Your objective. Only the lines that contain the string "flower" belong in the answer; pull them from the records.

Exercise data.
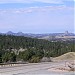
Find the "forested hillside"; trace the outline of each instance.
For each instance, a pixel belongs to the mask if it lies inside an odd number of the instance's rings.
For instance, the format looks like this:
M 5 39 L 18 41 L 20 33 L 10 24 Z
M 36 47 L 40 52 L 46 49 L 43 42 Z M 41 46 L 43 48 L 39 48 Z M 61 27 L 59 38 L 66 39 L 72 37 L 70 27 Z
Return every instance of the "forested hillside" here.
M 56 57 L 75 52 L 74 41 L 52 42 L 24 36 L 0 35 L 0 63 L 39 62 L 42 57 Z

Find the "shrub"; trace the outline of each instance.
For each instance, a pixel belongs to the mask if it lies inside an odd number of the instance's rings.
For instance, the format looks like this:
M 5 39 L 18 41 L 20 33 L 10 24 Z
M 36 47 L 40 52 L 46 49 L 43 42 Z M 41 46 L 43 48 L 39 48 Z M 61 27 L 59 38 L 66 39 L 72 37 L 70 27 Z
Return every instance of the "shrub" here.
M 38 63 L 40 62 L 40 58 L 36 56 L 32 56 L 31 60 L 29 61 L 30 63 Z

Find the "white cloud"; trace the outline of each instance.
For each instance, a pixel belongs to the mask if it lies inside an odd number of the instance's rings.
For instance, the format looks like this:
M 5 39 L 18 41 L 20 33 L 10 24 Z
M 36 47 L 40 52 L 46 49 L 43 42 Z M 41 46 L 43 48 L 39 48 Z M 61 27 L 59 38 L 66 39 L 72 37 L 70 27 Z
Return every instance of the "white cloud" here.
M 62 3 L 63 0 L 0 0 L 0 3 L 32 3 L 32 2 Z
M 44 2 L 44 3 L 62 3 L 62 0 L 34 0 L 38 2 Z
M 33 2 L 43 2 L 43 3 L 56 3 L 62 4 L 63 1 L 75 1 L 75 0 L 0 0 L 0 3 L 33 3 Z
M 14 14 L 21 14 L 21 13 L 33 13 L 33 12 L 47 12 L 52 10 L 74 10 L 72 7 L 67 7 L 64 5 L 61 6 L 44 6 L 44 7 L 29 7 L 29 8 L 19 8 L 19 9 L 4 9 L 0 10 L 0 14 L 6 13 L 14 13 Z
M 0 0 L 0 3 L 29 3 L 31 0 Z

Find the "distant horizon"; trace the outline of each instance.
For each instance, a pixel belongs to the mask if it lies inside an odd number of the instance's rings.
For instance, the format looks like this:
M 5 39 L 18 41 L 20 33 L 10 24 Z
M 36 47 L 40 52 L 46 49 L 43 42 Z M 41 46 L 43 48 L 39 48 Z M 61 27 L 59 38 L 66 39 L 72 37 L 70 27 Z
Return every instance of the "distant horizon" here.
M 52 34 L 52 33 L 66 33 L 66 31 L 64 31 L 64 32 L 44 32 L 44 33 L 30 33 L 30 32 L 22 32 L 22 31 L 18 31 L 18 32 L 7 31 L 7 32 L 0 32 L 0 33 L 8 33 L 8 32 L 12 32 L 12 33 L 24 33 L 24 34 Z M 68 33 L 74 33 L 74 32 L 68 31 Z M 74 34 L 75 34 L 75 33 L 74 33 Z

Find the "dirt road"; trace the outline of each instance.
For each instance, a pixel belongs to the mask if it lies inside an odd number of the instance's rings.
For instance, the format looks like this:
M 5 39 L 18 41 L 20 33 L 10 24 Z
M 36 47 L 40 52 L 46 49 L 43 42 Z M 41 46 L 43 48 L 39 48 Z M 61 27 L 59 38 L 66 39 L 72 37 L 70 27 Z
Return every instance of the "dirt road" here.
M 70 73 L 54 73 L 48 71 L 49 68 L 57 65 L 63 65 L 60 63 L 46 62 L 46 63 L 33 63 L 33 64 L 21 64 L 17 66 L 0 67 L 0 75 L 70 75 Z M 74 73 L 71 73 L 72 75 Z

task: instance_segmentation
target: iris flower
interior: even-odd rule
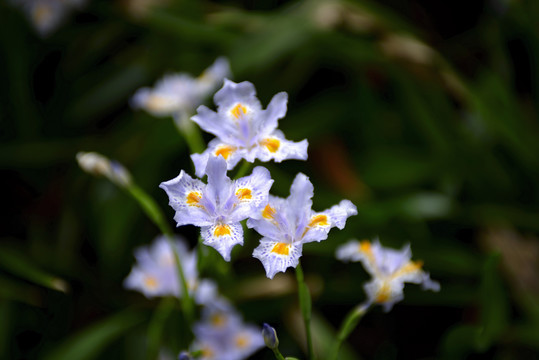
[[[193,329],[196,339],[192,349],[202,352],[202,360],[247,359],[264,346],[261,330],[245,324],[228,303],[221,304],[226,306],[203,309],[202,321]]]
[[[267,204],[273,180],[269,171],[261,166],[249,176],[230,180],[222,156],[210,158],[206,173],[207,185],[182,170],[176,178],[159,187],[166,191],[169,205],[176,211],[177,225],[199,226],[204,244],[230,261],[232,248],[236,244],[243,245],[240,221],[259,216]]]
[[[290,188],[290,196],[269,197],[261,218],[249,219],[247,226],[263,236],[253,256],[259,259],[268,278],[299,263],[303,244],[327,239],[333,227],[343,229],[346,219],[357,209],[349,200],[322,212],[311,209],[313,185],[309,178],[298,174]]]
[[[227,76],[230,76],[230,65],[221,57],[198,78],[186,73],[165,75],[154,88],[139,89],[131,99],[131,105],[153,116],[181,118],[184,114],[192,114]]]
[[[307,140],[295,143],[286,140],[284,134],[277,130],[278,120],[286,114],[288,95],[285,92],[275,95],[267,109],[263,110],[253,84],[225,80],[214,101],[217,112],[200,106],[197,115],[191,118],[204,131],[217,136],[202,154],[191,155],[197,176],[204,175],[212,155],[222,155],[227,160],[229,170],[241,159],[248,162],[255,159],[273,159],[276,162],[307,159]]]
[[[146,297],[181,297],[174,251],[180,257],[189,292],[198,304],[211,303],[217,296],[217,286],[210,280],[200,280],[197,256],[188,250],[183,239],[174,239],[174,248],[164,236],[158,237],[151,246],[135,251],[137,263],[124,281],[127,289],[142,292]]]
[[[421,284],[423,290],[440,290],[440,284],[421,270],[423,262],[411,260],[410,245],[395,250],[384,248],[378,240],[352,240],[340,246],[336,255],[342,261],[361,261],[372,275],[372,280],[364,285],[368,301],[383,305],[385,311],[404,298],[405,282]]]

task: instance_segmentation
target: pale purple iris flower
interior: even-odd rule
[[[229,170],[241,159],[248,162],[307,159],[307,140],[292,142],[277,130],[278,120],[286,114],[285,92],[276,94],[263,110],[252,83],[225,80],[214,101],[217,112],[200,106],[197,115],[191,118],[204,131],[217,136],[202,154],[191,155],[197,176],[204,175],[208,159],[214,155],[222,155]]]
[[[264,347],[261,329],[246,324],[228,302],[205,307],[195,324],[192,351],[201,351],[201,360],[243,360]]]
[[[210,304],[217,297],[217,286],[210,280],[199,279],[197,256],[189,251],[180,237],[173,240],[174,246],[165,236],[158,237],[151,246],[135,250],[136,264],[124,281],[124,287],[143,293],[148,298],[160,296],[182,296],[182,288],[174,252],[180,258],[189,293],[197,304]]]
[[[232,248],[243,245],[240,221],[259,216],[267,204],[273,180],[269,171],[261,166],[237,180],[230,180],[226,171],[225,159],[212,156],[206,168],[207,185],[182,170],[160,187],[166,191],[169,205],[176,211],[177,225],[199,226],[204,244],[230,261]]]
[[[198,78],[187,73],[167,74],[153,88],[140,88],[133,95],[131,106],[153,116],[182,118],[185,114],[191,115],[228,76],[228,60],[220,57]]]
[[[404,298],[404,283],[421,284],[423,290],[439,291],[440,284],[430,279],[421,269],[423,262],[412,261],[410,245],[401,250],[383,247],[378,240],[373,243],[352,240],[337,249],[337,259],[360,261],[372,275],[364,285],[368,302],[380,304],[385,311]]]
[[[296,267],[303,244],[327,239],[333,227],[343,229],[346,219],[356,215],[357,209],[349,200],[322,212],[312,208],[313,185],[309,178],[298,174],[286,199],[270,196],[269,203],[259,219],[249,219],[247,226],[263,236],[253,256],[259,259],[268,278]]]

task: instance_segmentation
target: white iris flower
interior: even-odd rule
[[[186,73],[168,74],[155,87],[139,89],[131,99],[131,106],[153,116],[182,118],[192,114],[227,76],[230,76],[230,65],[226,58],[220,57],[198,78]]]
[[[440,290],[440,284],[421,270],[423,262],[411,260],[410,245],[395,250],[384,248],[378,240],[352,240],[340,246],[336,256],[342,261],[361,261],[373,277],[364,285],[369,302],[383,305],[385,311],[404,298],[405,282],[421,284],[424,290]]]
[[[309,178],[298,174],[286,199],[270,196],[260,219],[249,219],[247,226],[260,235],[260,245],[253,256],[264,265],[266,275],[273,279],[276,273],[288,267],[296,267],[303,244],[327,239],[333,227],[343,229],[346,219],[357,214],[357,208],[349,200],[322,212],[311,209],[313,185]]]
[[[295,143],[286,140],[277,130],[278,120],[286,114],[288,95],[285,92],[273,97],[267,109],[263,110],[256,98],[252,83],[235,83],[225,80],[225,84],[215,96],[217,112],[200,106],[192,117],[200,127],[217,136],[208,144],[202,154],[193,154],[196,174],[204,175],[208,159],[222,155],[229,170],[245,159],[281,162],[287,159],[307,159],[307,140]]]
[[[201,228],[204,244],[217,250],[226,261],[236,244],[243,245],[240,221],[259,216],[268,202],[273,180],[267,169],[257,166],[251,175],[237,180],[226,176],[226,161],[213,156],[206,168],[208,184],[193,179],[183,170],[159,187],[166,191],[176,211],[177,225]]]

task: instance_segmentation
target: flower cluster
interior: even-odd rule
[[[404,298],[404,283],[421,284],[424,290],[439,291],[440,284],[421,270],[421,261],[412,261],[412,251],[406,245],[401,250],[384,248],[378,240],[352,240],[337,249],[336,256],[342,261],[361,261],[371,274],[372,280],[364,285],[370,303],[383,305],[391,310]]]
[[[247,226],[263,236],[253,256],[271,279],[277,272],[297,266],[304,243],[325,240],[332,227],[344,228],[346,219],[357,210],[343,200],[324,212],[314,212],[313,185],[303,174],[294,180],[286,200],[269,195],[273,180],[263,167],[238,180],[227,177],[227,170],[242,158],[249,162],[307,158],[306,140],[294,143],[276,130],[277,121],[286,113],[286,93],[275,95],[266,110],[261,109],[255,94],[249,82],[225,80],[214,98],[218,111],[201,106],[193,116],[204,130],[218,136],[203,154],[192,155],[196,174],[207,175],[207,185],[182,170],[160,187],[176,211],[177,225],[200,226],[204,244],[227,261],[232,248],[243,244],[240,221],[248,219]]]

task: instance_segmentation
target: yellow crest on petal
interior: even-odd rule
[[[230,113],[231,113],[232,116],[234,116],[236,119],[239,119],[240,116],[243,116],[243,115],[247,114],[247,108],[246,108],[245,106],[243,106],[242,104],[237,103],[237,104],[232,108],[232,110],[230,110]]]
[[[274,153],[279,150],[281,147],[281,142],[274,138],[267,138],[260,142],[262,146],[265,146],[266,149],[268,149],[269,152]]]
[[[214,236],[225,236],[230,235],[232,232],[230,231],[230,226],[226,224],[219,224],[215,227],[215,230],[213,231]]]
[[[236,191],[236,196],[238,197],[238,199],[240,201],[241,200],[250,200],[250,199],[253,198],[251,189],[247,189],[247,188],[238,189],[238,191]]]
[[[277,243],[271,249],[272,253],[288,256],[290,253],[290,244],[287,243]]]

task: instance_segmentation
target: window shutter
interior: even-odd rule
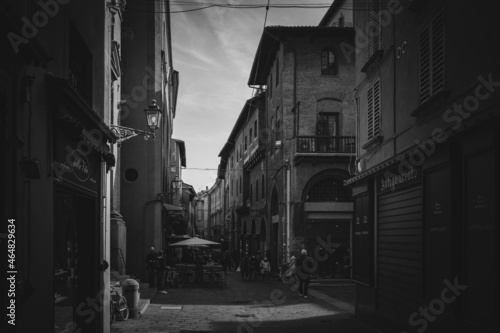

Reply.
target: iris flower
target: pale purple iris flower
target: white iris flower
target: flower cluster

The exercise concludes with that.